• Exercise directions:
Copy the listing from its start through the line with "Every polygon gives", but swap "beetle" for "insect" and keep everything else the same.

• Data entries:
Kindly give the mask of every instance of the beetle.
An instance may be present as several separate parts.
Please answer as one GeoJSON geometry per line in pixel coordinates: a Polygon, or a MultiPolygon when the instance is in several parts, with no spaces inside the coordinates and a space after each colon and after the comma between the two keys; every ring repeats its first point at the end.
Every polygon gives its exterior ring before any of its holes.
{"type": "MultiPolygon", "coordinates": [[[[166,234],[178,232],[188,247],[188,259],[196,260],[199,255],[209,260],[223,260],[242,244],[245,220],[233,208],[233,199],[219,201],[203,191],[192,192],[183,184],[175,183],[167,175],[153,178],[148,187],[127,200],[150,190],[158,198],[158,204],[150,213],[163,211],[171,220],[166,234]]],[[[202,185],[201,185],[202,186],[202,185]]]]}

• Reply to the task:
Kindly give the mask of every instance of the insect.
An instance may be present as several separate parts.
Please answer as one GeoJSON geometry per line in pixel coordinates: a Polygon, or a MultiPolygon when the instance is in several parts, with no spaces inside the coordinates and a space after each colon and after the comma between the two keys; every ring repeats its first point at the end.
Every polygon gives its exterior ring before any of its holes.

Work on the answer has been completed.